Start Data shown

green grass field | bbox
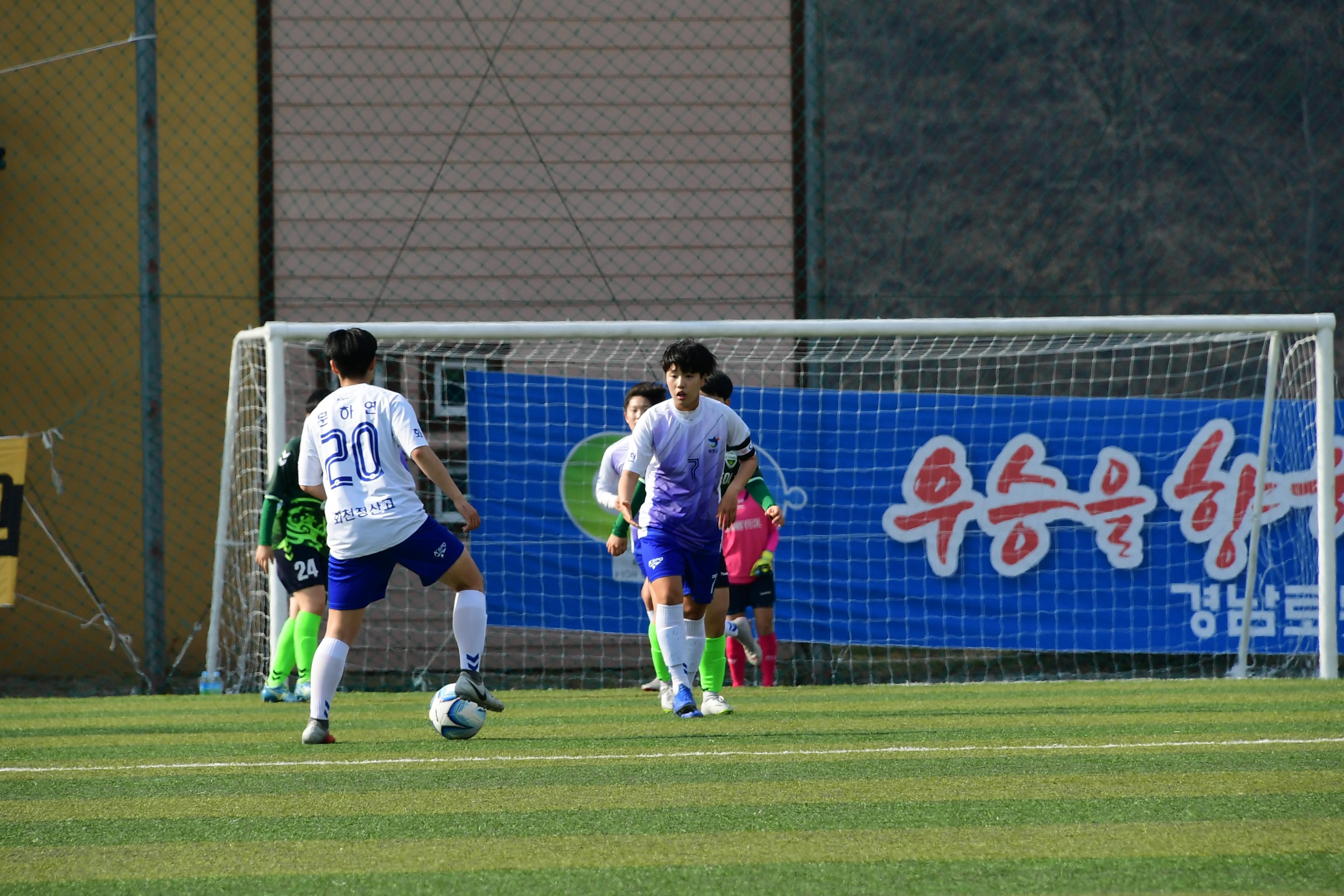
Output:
[0,680,1344,896]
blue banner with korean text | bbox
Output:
[466,371,1344,653]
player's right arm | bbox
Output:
[616,414,655,525]
[593,442,625,511]
[255,465,281,571]
[298,415,326,501]
[606,480,648,557]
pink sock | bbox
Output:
[757,633,780,688]
[723,638,747,688]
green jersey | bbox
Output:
[257,437,326,560]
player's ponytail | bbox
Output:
[324,326,378,380]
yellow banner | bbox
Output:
[0,437,28,607]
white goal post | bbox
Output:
[207,314,1344,690]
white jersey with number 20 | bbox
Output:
[298,383,427,560]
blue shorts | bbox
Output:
[326,517,465,610]
[636,529,723,603]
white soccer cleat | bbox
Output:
[728,617,761,666]
[700,690,732,716]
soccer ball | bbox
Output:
[429,685,485,740]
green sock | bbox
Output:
[700,634,728,692]
[649,622,672,681]
[294,610,323,681]
[266,619,294,688]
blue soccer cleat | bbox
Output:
[672,685,700,719]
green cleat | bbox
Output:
[261,685,296,703]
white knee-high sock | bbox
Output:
[308,637,349,719]
[653,603,691,688]
[453,591,485,672]
[685,617,704,686]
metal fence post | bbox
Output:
[802,0,827,318]
[136,0,165,690]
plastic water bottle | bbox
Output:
[200,672,224,693]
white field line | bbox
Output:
[0,738,1344,773]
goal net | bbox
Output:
[210,316,1344,690]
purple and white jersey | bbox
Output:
[624,398,754,551]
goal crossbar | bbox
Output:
[249,314,1334,340]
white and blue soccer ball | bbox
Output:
[429,685,485,740]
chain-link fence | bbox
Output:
[0,0,1344,690]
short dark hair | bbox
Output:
[662,339,719,376]
[700,371,732,402]
[621,380,668,410]
[323,326,378,379]
[304,385,332,414]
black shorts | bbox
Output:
[276,544,326,594]
[728,572,774,617]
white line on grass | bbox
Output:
[0,738,1344,773]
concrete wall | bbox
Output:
[273,0,793,320]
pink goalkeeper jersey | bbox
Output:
[723,489,780,584]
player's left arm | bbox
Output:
[719,451,759,529]
[411,445,481,532]
[747,473,784,525]
[387,393,481,532]
[719,408,761,529]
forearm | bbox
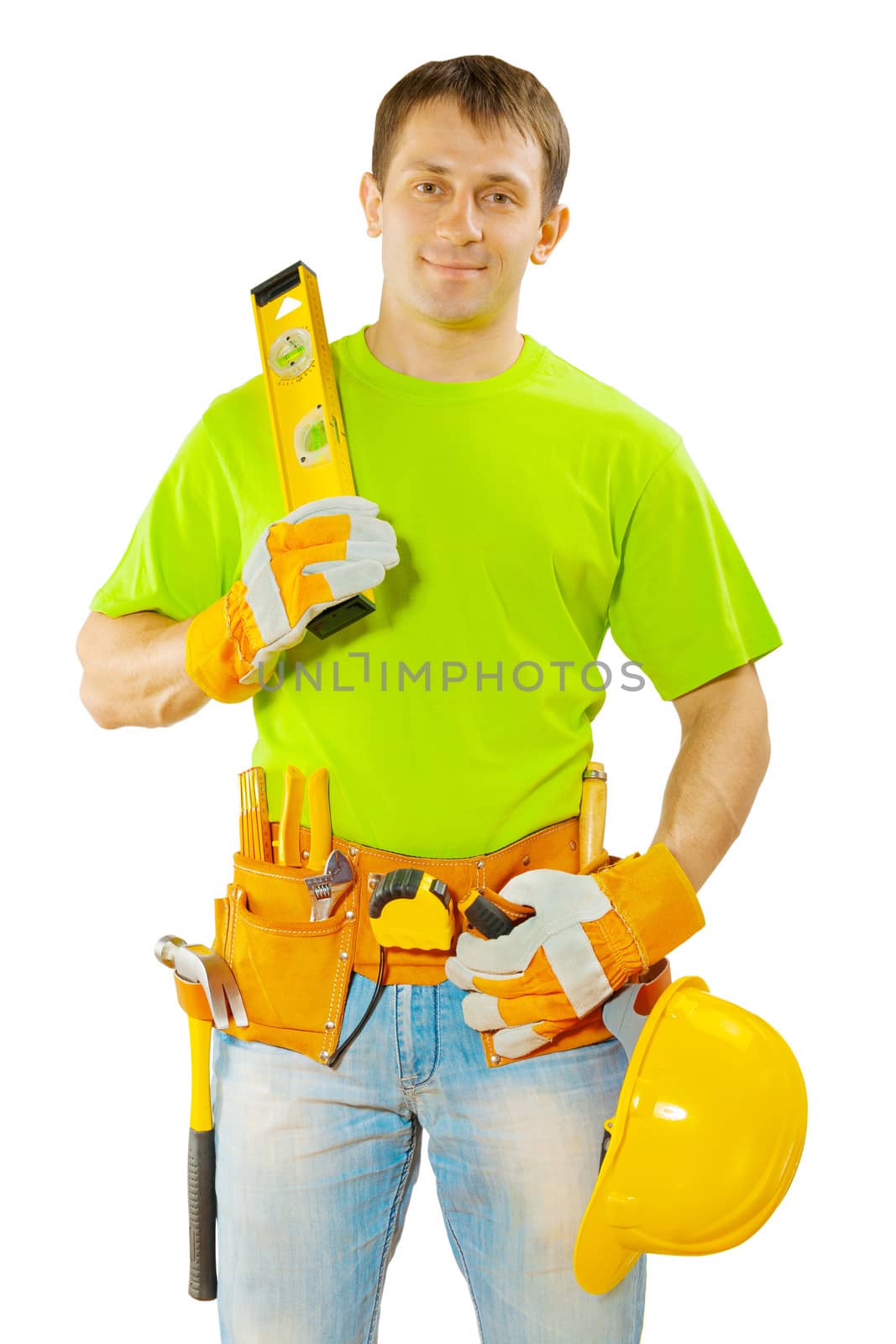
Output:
[78,612,208,728]
[652,676,771,891]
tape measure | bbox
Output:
[253,260,376,640]
[368,869,454,948]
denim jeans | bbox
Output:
[212,974,646,1344]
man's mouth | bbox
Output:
[423,257,486,276]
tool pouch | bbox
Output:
[207,853,358,1063]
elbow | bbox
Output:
[76,617,123,728]
[81,672,123,728]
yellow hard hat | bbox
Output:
[574,976,807,1293]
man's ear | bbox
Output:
[529,206,569,266]
[359,172,383,238]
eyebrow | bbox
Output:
[403,159,529,191]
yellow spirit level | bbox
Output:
[253,260,376,640]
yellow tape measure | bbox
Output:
[253,260,376,640]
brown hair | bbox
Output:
[371,56,569,222]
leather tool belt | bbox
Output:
[175,816,672,1068]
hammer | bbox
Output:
[156,937,249,1302]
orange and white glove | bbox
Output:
[186,495,399,703]
[445,844,705,1059]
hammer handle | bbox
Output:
[186,1129,217,1302]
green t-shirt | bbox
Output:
[92,328,780,858]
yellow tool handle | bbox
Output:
[579,761,610,872]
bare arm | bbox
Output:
[76,612,208,728]
[652,663,771,891]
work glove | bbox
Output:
[445,844,705,1059]
[186,495,399,703]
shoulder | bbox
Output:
[202,374,267,442]
[538,348,683,486]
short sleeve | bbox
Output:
[609,441,782,701]
[90,418,240,621]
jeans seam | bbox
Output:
[442,1208,485,1344]
[414,985,442,1089]
[365,1118,421,1344]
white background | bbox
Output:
[2,0,894,1344]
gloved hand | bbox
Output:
[186,495,399,703]
[445,844,705,1059]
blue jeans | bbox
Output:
[212,974,646,1344]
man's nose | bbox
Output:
[437,192,482,246]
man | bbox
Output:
[78,56,780,1344]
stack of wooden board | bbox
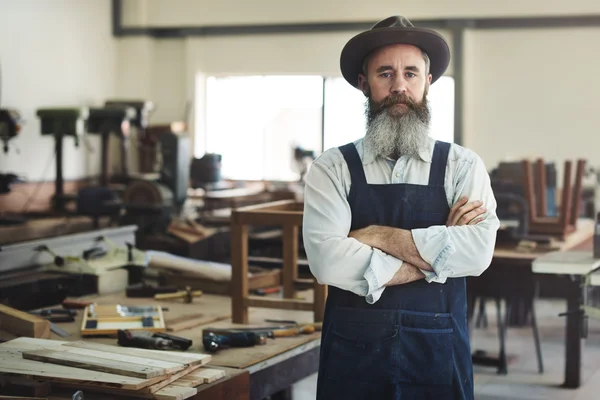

End Data shown

Task instructions>
Can you quote these lines from the listing word for word, starting at the line containing "pink sock | bbox" and ending after the line containing "[273,0,793,320]"?

Completed exercise>
pink sock | bbox
Output:
[757,633,780,688]
[723,638,747,688]
green jersey | bbox
Output:
[257,437,326,560]
player's ponytail | bbox
Output:
[324,326,378,380]
yellow banner | bbox
Output:
[0,437,28,607]
white goal post | bbox
Output:
[207,314,1344,690]
white jersey with number 20 | bbox
Output:
[298,383,427,560]
blue shorts | bbox
Output:
[326,517,465,610]
[636,529,723,603]
white soccer cleat | bbox
Output:
[728,617,761,666]
[700,690,732,716]
soccer ball | bbox
Output:
[429,685,485,740]
green sock | bbox
Output:
[700,634,728,692]
[649,622,672,681]
[294,610,323,681]
[266,619,294,688]
blue soccer cleat | bbox
Output:
[672,685,700,719]
green cleat | bbox
Output:
[261,685,296,703]
white knee-high sock | bbox
Output:
[308,637,349,719]
[653,603,691,688]
[453,591,485,672]
[685,617,704,686]
metal fence post | bbox
Output:
[802,0,827,318]
[136,0,165,690]
plastic water bottle | bbox
Output:
[200,672,224,693]
white field line | bbox
Output:
[0,738,1344,773]
goal net | bbox
Output:
[210,316,1344,690]
purple and white jersey | bbox
Output:
[624,398,754,551]
goal crossbar | bbox
Output:
[249,314,1334,340]
white and blue soccer ball | bbox
Output:
[429,685,485,740]
chain-link fence | bbox
Output:
[0,0,1344,690]
short dark hair | bbox
Output:
[662,339,719,376]
[700,371,732,402]
[621,380,668,410]
[323,326,378,379]
[304,385,332,414]
black shorts | bbox
Output:
[276,544,326,594]
[728,572,774,617]
white line on grass | bbox
Output:
[0,738,1344,773]
concrete wall | bbox
Output:
[273,0,793,320]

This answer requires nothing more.